* PROVIDED MATERIAL:
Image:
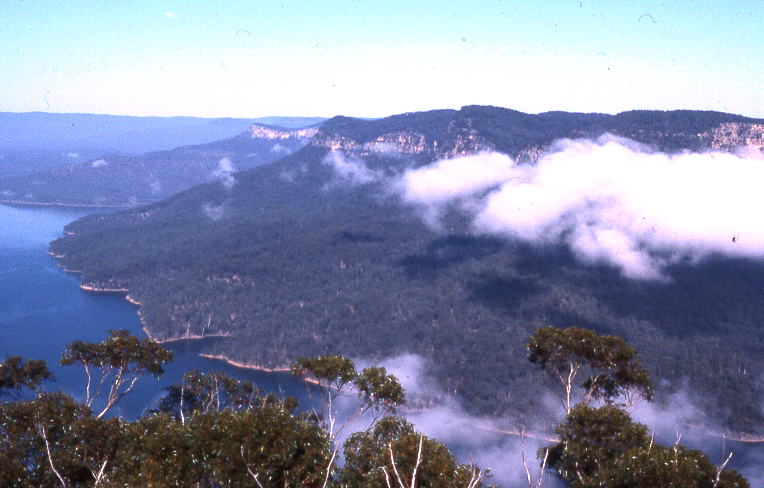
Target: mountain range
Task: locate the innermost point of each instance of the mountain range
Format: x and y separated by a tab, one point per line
311	254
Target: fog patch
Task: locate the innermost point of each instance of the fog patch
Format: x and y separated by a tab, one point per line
350	170
491	443
611	200
154	184
224	173
214	212
387	149
279	150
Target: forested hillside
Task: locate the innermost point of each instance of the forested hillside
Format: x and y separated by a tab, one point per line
123	181
315	254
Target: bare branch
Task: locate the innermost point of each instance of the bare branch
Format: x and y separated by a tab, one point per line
50	456
329	468
418	462
719	470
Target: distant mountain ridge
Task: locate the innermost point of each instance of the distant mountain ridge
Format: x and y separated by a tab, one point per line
425	136
123	134
289	262
116	180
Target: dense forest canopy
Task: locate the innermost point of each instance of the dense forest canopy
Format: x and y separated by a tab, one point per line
290	260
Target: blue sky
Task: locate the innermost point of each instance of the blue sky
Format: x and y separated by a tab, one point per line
374	58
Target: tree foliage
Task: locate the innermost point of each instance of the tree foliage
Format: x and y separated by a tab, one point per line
388	453
603	447
118	362
610	366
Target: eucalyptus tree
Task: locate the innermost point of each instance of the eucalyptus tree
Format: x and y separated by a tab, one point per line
394	455
603	447
336	376
17	374
115	365
609	365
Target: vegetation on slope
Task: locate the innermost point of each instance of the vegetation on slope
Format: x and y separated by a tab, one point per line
297	264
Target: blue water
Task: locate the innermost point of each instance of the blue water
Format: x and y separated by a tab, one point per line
42	308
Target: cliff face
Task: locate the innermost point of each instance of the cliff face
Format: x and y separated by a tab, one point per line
526	136
457	140
264	132
732	135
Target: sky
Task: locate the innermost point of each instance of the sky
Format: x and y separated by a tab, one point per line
253	58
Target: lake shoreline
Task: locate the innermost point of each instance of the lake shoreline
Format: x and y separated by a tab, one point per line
24	203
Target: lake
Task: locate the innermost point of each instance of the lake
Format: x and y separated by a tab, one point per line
42	309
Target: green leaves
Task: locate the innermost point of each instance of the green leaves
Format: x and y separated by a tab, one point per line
611	366
603	447
369	462
17	373
119	361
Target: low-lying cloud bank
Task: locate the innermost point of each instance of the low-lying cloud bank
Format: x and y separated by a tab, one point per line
611	200
494	443
224	172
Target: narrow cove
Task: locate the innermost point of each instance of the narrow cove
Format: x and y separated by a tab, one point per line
42	308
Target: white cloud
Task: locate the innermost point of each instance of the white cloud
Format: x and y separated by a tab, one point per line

* STATED EXERCISE: Can you give all the entries above as a numbered list of lines, with blank lines left out and the picture omitted?

* FULL RESPONSE:
1. Image:
2. Target: mountain range
3. Task: locate the innermost point of each instance of the mountain range
4. Format: x and y separated by a tab, one point per line
5. 311	254
6. Target: fog patch
7. Task: locate the innermost point of each instance of the fog patch
8. Format: x and y separated by a tab, one point per line
9. 350	170
10. 491	443
11. 611	200
12. 154	184
13. 224	173
14. 214	212
15. 387	149
16. 279	150
17. Target: forested hillside
18. Task: locate the innermost point of each instance of the forested hillside
19. Format: x and y separated by a tab, one point per line
20. 123	181
21. 315	254
22. Target: bare branch
23. Task: locate the innermost point of each instance of the bare branch
24. Format: x and y separated by a tab, one point per line
25. 50	456
26. 329	468
27. 418	462
28. 719	470
29. Target: distant mountain ridge
30. Task: locate the innermost point of each instance of the distant mountain ridge
31. Format: x and y separated by a tab, one point per line
32. 425	136
33. 123	134
34. 289	262
35. 116	180
36. Target: dense forest canopy
37. Task: locate the innermost point of each instance of the dense forest canopy
38. Format: x and y separated by a tab, one point per line
39. 290	260
40. Target: blue sky
41. Task: locate the innermost point of each instance of the blue sky
42. Format: x and y separated by a tab, one point per line
43. 374	58
44. Target: tree foliage
45. Task: locate the innermost point of each instance of the tree foliage
46. Format: x and y separated by a tab, one point per line
47. 388	453
48. 603	447
49. 118	362
50. 610	366
51. Target: eucalyptus tree
52. Task: locate the innermost point of each instance of the eucalyptus tree
53. Format: x and y separated by a tab, one point per line
54. 394	455
55. 603	447
56. 336	376
57. 17	374
58. 115	365
59. 609	365
60. Target: vegetation on slope
61. Task: locate the innermost point of each instance of the vegetation on slope
62. Format: x and y separated by a tab, one point per line
63. 297	264
64. Target: blue water
65. Task: locate the innermost point of each instance of the blue water
66. Format: x and y separated by a tab, one point per line
67. 42	308
68. Target: cliff face
69. Task: locate the innermost point of each instance of the cliff face
70. Format: x and y separated by a tab, one point per line
71. 526	136
72. 457	140
73. 264	132
74. 732	135
75. Target: sky
76. Task: locate the innermost point of each instance of the sky
77. Format: x and y separated by a tab, one point per line
78. 253	58
79. Target: lake shoreline
80. Task: locate the innermost point of each instance of the lake shoreline
81. Format: x and y separated by a tab, one point per line
82. 24	203
83. Target: lake
84. Task: locate the innermost point of each instance of the lake
85. Format: x and y separated by a tab, one point per line
86. 42	309
87. Target: green leaves
88. Task: locate the innermost point of each instance of the green leaves
89. Format: x and y separated by a tab, one point per line
90. 611	366
91. 603	447
92. 369	462
93. 17	373
94. 119	361
95. Target: low-lying cloud bank
96. Task: locate the innermost point of each instance of the low-lying cloud bank
97. Format: x and y separated by a tab, one point per line
98. 611	200
99. 494	443
100. 224	172
101. Target: narrow cove
102. Task: locate the innermost point of each instance of the narrow cove
103. Format: x and y separated by a tab, one point per line
104. 42	308
105. Target: white cloud
106. Task: locate the innermost point of each instance of the white cloud
107. Format: x and y separated by a tab, one point per line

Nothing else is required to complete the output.